- [PARTS OF THE EXERCISE]
(a) Translate into French this sentence from the passage on institutionalized public-private partnerships: "The perceived lack of legal certainty in relation to the involvement of private partners for IPPP may undermine the success of such projects."
(b) Write what follows the passage on institutionalized public-private partnerships, picking up after its final sentence.

- [SELECTED PASSAGE]
================

Under Community law, public authorities are free to pursue economic activities themselves or to assign them to third parties, such as mixed capital entities founded in the context of a PPP. However, if public bodies decide to involve third parties in economic activities and if this involvement qualifies as a public contract or a concession, the Community provisions for public procurement and concessions must be complied with. The aim of these provisions is to enable all interested economic operators to tender for public contracts and concessions on a fair and transparent basis in the spirit of the European internal market, thereby enhancing the quality of such projects and cutting their costs by means of increased competition (1).

The public consultation on the Green Paper on Public-Private Partnerships and Community law on public contracts and concessions (2) showed (3) that there was considerable need for clarification on the application of these rules to so-called ‘institutionalised’ PPP (IPPP). IPPP are understood by the Commission as a co-operation between public and private parties involving the establishment of a mixed capital entity which performs public contracts or concessions (4). The private input to the IPPP consists — apart from the contribution of capital or other assets — in the active participation in the operation of the contracts awarded to the public-private entity and/or the management of the public-private entity. Conversely, simple capital injections made by private investors into publicly owned companies, do not constitute IPPP and are therefore not covered by the present Communication.

The perceived lack of legal certainty in relation to the involvement of private partners for IPPP may undermine the success of such projects. The risk of establishing structures based on contracts which might subsequently turn out to be non-compliant with EC law may discourage public authorities or private parties from entering into IPPP at all.

The European Parliament, in its Resolution on Public-Private Partnerships of 26 October 2006 (5), acknowledged that practitioners want clarity about the application of procurement law to the creation of public-private undertakings in connection with the award of a contract or concession, and it called on the Commission to provide the relevant clarifications at the earliest opportunity.

The present Communication sheds light on the Commission's understanding of how the Community provisions on public procurement and concessions (6) are to be applied to the founding and operation of IPPP (7). The Communication aims at enhancing legal certainty and, in particular, assuaging repeatedly expressed concerns that applying Community law to the involvement of private partners into IPPP would make these arrangements unattractive or even impossible. The present Communication is part of the Commission's commitment to provide legal guidance in the area of services of general interest as set out in the Commission Communication on services of general interest, including social services of general interest (8) of 20 November 2007.

================

- [ROWS]
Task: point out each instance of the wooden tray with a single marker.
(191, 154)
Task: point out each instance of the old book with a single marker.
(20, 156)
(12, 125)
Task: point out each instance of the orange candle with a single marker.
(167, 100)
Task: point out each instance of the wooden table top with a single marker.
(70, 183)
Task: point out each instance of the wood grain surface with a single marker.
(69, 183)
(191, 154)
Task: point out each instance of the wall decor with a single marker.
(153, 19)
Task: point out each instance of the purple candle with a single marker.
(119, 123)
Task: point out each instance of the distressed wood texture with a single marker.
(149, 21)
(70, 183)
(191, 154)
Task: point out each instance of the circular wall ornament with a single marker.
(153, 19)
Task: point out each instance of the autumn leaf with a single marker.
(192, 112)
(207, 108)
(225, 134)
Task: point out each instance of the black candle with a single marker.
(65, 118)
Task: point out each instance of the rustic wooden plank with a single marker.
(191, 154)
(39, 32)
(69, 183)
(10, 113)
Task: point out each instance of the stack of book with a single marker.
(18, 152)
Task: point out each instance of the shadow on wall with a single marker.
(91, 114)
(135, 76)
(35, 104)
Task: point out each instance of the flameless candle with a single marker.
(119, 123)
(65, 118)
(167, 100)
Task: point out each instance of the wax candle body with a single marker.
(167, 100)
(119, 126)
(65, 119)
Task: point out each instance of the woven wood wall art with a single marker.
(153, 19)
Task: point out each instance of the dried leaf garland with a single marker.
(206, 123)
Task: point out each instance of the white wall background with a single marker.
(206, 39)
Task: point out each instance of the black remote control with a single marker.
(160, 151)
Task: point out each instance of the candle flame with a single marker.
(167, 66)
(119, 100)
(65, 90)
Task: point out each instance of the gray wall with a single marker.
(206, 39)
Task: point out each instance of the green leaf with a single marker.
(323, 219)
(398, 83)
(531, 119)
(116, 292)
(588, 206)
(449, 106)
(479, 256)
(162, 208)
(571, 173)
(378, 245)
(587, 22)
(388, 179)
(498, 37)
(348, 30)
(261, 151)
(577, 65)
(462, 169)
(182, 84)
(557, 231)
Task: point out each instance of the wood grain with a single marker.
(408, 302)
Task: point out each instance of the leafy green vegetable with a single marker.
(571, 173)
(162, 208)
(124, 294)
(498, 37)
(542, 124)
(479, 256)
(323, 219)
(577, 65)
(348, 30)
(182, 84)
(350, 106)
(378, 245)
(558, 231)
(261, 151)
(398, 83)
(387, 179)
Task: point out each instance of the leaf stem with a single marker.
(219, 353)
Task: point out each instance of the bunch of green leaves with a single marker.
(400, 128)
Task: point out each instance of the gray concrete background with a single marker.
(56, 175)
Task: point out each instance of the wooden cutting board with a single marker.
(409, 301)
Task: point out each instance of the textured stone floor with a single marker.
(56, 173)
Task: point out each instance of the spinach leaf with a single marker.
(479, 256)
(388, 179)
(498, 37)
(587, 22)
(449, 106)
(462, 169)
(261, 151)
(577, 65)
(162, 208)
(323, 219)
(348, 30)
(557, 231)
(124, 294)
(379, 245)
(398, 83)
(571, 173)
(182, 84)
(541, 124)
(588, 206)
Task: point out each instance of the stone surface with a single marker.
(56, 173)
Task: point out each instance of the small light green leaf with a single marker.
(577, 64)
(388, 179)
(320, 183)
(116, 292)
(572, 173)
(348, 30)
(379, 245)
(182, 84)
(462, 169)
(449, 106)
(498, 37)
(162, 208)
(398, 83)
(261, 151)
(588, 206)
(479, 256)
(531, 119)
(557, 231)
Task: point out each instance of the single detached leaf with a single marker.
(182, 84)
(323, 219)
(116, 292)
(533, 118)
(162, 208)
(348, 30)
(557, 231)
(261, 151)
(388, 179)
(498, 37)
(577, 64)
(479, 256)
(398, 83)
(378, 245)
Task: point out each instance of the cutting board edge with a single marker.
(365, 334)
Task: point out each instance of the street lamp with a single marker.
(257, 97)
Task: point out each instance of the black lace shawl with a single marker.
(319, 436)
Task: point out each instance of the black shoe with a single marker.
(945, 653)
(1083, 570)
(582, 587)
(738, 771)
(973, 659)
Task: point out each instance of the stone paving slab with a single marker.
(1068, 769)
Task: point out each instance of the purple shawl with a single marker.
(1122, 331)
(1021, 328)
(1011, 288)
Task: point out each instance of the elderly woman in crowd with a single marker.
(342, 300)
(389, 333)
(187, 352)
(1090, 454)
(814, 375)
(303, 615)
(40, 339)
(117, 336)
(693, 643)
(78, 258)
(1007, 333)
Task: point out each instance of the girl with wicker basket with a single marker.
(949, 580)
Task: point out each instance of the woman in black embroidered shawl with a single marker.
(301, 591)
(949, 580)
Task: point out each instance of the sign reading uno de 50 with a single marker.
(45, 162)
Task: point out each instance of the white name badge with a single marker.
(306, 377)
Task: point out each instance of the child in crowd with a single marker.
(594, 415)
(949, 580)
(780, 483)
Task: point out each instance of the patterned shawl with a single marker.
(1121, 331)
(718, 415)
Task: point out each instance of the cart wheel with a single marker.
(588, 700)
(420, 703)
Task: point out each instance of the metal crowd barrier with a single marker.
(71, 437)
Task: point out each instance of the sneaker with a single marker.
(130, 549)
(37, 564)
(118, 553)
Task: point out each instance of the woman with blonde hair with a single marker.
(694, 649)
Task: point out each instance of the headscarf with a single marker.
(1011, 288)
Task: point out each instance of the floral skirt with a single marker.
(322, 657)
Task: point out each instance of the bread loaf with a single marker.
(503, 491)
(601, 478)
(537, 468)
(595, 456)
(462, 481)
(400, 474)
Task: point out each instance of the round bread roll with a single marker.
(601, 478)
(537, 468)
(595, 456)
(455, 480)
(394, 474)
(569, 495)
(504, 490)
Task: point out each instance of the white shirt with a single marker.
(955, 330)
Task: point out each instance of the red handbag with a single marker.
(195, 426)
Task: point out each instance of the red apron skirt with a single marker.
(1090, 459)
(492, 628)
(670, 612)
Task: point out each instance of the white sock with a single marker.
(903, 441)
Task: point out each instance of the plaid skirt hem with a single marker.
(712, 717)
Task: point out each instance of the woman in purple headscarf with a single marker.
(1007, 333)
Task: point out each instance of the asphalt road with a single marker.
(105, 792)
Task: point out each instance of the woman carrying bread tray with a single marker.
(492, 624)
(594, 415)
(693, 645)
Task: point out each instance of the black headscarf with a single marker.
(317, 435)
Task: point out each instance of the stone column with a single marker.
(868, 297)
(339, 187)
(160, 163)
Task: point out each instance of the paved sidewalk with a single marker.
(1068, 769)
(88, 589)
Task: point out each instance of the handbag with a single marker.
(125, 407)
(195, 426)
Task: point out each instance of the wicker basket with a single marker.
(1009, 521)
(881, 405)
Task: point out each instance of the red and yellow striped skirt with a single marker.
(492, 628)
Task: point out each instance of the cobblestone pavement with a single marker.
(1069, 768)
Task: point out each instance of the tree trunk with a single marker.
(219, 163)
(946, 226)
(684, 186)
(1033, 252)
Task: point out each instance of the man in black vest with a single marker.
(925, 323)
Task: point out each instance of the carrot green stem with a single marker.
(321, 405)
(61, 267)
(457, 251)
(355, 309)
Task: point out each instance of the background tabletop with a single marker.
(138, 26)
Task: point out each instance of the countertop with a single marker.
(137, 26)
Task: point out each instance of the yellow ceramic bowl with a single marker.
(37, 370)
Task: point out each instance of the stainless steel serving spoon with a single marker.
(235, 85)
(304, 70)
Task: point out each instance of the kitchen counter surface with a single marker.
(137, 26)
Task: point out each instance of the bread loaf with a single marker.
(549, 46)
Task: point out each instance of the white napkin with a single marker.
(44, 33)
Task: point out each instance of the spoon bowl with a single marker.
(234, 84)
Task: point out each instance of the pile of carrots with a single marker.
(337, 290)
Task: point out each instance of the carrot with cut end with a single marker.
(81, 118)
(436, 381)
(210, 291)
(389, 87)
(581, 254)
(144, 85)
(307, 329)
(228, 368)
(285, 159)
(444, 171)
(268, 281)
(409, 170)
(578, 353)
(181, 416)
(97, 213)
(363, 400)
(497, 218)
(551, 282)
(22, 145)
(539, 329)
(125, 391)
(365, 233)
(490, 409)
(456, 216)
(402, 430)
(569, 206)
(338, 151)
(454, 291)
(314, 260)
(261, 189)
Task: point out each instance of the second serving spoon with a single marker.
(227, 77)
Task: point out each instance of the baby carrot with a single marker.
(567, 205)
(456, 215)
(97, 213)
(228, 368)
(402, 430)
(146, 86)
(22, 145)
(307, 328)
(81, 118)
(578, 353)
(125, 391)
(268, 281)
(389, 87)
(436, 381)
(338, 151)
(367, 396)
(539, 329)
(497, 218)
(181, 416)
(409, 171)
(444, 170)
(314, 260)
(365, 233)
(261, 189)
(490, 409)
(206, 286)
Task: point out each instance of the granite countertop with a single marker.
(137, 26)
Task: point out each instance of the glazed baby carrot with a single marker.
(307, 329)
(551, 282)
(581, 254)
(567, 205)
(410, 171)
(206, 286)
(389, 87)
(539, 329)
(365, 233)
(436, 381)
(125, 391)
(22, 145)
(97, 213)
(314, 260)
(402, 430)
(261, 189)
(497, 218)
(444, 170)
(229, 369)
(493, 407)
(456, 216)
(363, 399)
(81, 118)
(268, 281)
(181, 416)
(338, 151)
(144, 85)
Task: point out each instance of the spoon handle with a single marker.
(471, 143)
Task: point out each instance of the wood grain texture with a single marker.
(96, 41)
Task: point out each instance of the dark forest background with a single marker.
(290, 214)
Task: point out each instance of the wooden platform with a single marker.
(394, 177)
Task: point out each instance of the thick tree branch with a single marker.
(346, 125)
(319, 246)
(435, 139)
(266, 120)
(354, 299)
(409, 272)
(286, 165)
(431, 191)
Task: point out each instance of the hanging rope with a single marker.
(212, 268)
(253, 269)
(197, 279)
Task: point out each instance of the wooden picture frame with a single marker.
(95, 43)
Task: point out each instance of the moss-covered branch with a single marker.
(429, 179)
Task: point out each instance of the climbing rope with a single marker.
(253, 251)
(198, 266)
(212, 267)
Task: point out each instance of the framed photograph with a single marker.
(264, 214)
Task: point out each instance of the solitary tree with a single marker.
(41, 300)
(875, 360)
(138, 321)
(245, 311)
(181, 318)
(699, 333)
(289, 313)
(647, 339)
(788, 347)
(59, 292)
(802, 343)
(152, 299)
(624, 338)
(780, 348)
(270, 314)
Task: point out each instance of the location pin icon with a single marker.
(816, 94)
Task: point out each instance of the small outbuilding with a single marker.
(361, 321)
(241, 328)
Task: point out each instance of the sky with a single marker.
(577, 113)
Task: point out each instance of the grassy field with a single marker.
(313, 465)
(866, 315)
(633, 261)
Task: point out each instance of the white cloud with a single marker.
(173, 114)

================

- [RESULTS FOR THE EXERCISE]
(a) Le manque perçu de sécurité juridique concernant la participation de partenaires privés aux PPPI peut compromettre le succès de tels projets.

(b)
This Communication does not create any new legislative rules. It reflects the Commission's understanding of the EC Treaty, the Public Procurement Directives and the relevant case-law of the European Court of Justice (ECJ). It should be noted that, in any event, the binding interpretation of Community law is ultimately the role of the ECJ.

2.   THE FOUNDING OF AN IPPP

2.1.   Principles

At Community level there are no specific rules governing the founding of IPPP. However, in the field of public procurement and concessions, the principle of equal treatment and the specific expressions of that principle, namely the prohibition of discrimination on grounds of nationality and Articles 43 EC on freedom of establishment and 49 EC on freedom to provide services, are to be applied in cases where a public authority entrusts the supply of economic activities to a third party (9). More specifically, the principles arising from Article 43 EC and Article 49 EC include not only non-discrimination and equality of treatment, but also transparency, mutual recognition and proportionality (10). For cases which are covered by the Directives on the coordination of procedures for the award of public contracts (11) (‘the Public Procurement Directives’), detailed provisions apply.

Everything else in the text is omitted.